"""

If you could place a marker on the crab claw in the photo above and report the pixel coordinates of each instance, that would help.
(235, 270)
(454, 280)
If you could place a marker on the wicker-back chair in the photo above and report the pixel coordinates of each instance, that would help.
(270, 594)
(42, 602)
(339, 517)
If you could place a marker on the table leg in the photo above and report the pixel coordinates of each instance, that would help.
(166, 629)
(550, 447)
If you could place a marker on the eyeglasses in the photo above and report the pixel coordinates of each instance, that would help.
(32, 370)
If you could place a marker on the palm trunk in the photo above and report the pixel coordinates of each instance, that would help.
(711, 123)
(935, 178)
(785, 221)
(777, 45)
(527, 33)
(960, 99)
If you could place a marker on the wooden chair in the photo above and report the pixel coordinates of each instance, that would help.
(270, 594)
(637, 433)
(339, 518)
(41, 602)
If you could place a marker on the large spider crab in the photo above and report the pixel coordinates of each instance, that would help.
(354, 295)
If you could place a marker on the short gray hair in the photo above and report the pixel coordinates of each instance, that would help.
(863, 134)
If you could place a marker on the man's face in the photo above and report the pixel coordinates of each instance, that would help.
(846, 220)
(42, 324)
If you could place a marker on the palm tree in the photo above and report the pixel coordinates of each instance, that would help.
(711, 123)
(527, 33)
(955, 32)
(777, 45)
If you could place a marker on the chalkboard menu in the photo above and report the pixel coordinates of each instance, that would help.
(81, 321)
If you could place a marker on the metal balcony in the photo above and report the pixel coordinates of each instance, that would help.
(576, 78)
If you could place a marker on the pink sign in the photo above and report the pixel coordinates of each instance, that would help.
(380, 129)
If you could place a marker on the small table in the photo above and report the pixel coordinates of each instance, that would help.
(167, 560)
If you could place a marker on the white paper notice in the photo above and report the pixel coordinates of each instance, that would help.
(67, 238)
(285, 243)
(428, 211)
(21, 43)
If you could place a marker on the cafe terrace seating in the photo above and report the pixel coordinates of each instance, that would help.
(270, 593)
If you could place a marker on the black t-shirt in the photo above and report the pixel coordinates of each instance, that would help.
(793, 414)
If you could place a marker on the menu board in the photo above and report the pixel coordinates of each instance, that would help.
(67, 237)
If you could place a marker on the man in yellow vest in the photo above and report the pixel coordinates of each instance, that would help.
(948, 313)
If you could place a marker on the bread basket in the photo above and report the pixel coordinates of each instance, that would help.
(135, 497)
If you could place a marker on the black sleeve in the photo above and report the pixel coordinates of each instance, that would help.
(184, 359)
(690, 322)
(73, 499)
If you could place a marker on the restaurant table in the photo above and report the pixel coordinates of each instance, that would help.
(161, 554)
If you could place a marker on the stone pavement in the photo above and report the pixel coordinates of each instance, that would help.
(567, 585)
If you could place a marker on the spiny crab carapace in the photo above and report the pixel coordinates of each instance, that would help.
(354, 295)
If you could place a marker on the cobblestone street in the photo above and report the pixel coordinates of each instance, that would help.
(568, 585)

"""

◆ **DO THIS**
Print all of the material above word for word, keeping every line in its original order.

◆ **SOLUTION TO THIS EXERCISE**
If you could place a marker on the crab claw in the photo above and report the pixel coordinates of each instance, that would help.
(235, 270)
(454, 280)
If you could place a marker on the wicker-back chair in the photo above and report the pixel coordinates of each instance, that would help.
(270, 594)
(42, 602)
(339, 517)
If you could place a marker on the table leg in the photo above and report the pixel coordinates of each instance, that would help.
(166, 629)
(550, 447)
If you could place a marker on the eyeglasses in the photo above and report the pixel coordinates of each instance, that would help.
(32, 370)
If you could place a marker on the palm trunk in the photo above and report the pixel coordinates of each instance, that would help.
(711, 123)
(935, 178)
(785, 221)
(777, 45)
(527, 33)
(960, 99)
If you could place a marker on the wooden chair in the photo above and report the pixel coordinates of each instance, that would help.
(270, 594)
(637, 433)
(339, 518)
(41, 602)
If you could place a marker on the large spider crab in the photo above and report the pixel coordinates of each instance, that would help.
(354, 295)
If you could place a marker on the short gray hair in the photo above and report the pixel coordinates of each instance, that would help.
(863, 134)
If you could place a marker on the man's face in the photo above and report the pixel coordinates of each instance, that would help.
(846, 220)
(42, 324)
If you could place a marker on the palm tree in the photo above and report the pixel coordinates of each instance, that would help.
(711, 123)
(527, 33)
(955, 32)
(777, 45)
If you could place a marker on the chalkboard menu in the photo above and report the pixel coordinates of each instance, that would help.
(81, 321)
If you could place a marker on the metal balcony in the photo above and report the pixel coordinates of each instance, that would help.
(576, 78)
If you could place a marker on the pink sign in the photo above and report the pixel coordinates of each instance, that would help.
(380, 129)
If you could place a marker on the small table in the photo above and report the pixel coordinates of each instance, that would help.
(167, 560)
If you could place a marker on the white paper notice in the photo above and report the pixel coordinates of each instance, that would help.
(67, 238)
(285, 243)
(428, 211)
(21, 43)
If you could place a marker on the cafe terrace seating in the photo above and report the pixel coordinates of each instance, that would help.
(270, 593)
If you could place a marker on the black t-shirt in the photo above and report the pixel coordinates of each instance, that would help.
(793, 414)
If you could place a marker on the menu board in the photo above and report the pixel coordinates of each instance, that would help.
(67, 237)
If you could place a marker on the man in yellow vest in the photo above and report the pixel coordinates of each instance, that would help.
(948, 313)
If you could place a marker on the bread basket in the photo above and report the pixel coordinates of each instance, that would help.
(135, 497)
If you could place a marker on the black sleeve in the photo above and report the pixel coordinates of each instance, that would help.
(184, 359)
(690, 322)
(73, 499)
If you could place a marker on the restaurant table in the photo above and report the pixel coordinates of each instance, that would help.
(161, 554)
If you could place a marker on the stone pavement in the photo above and report the pixel coordinates of each instance, that would help.
(567, 585)
If you could place a marker on the spiny crab carapace in the photo above and report the pixel coordinates of each instance, that would help.
(354, 295)
If you could place a marker on the cobblestone street in the photo above and report the pixel coordinates of each instance, that would help.
(568, 585)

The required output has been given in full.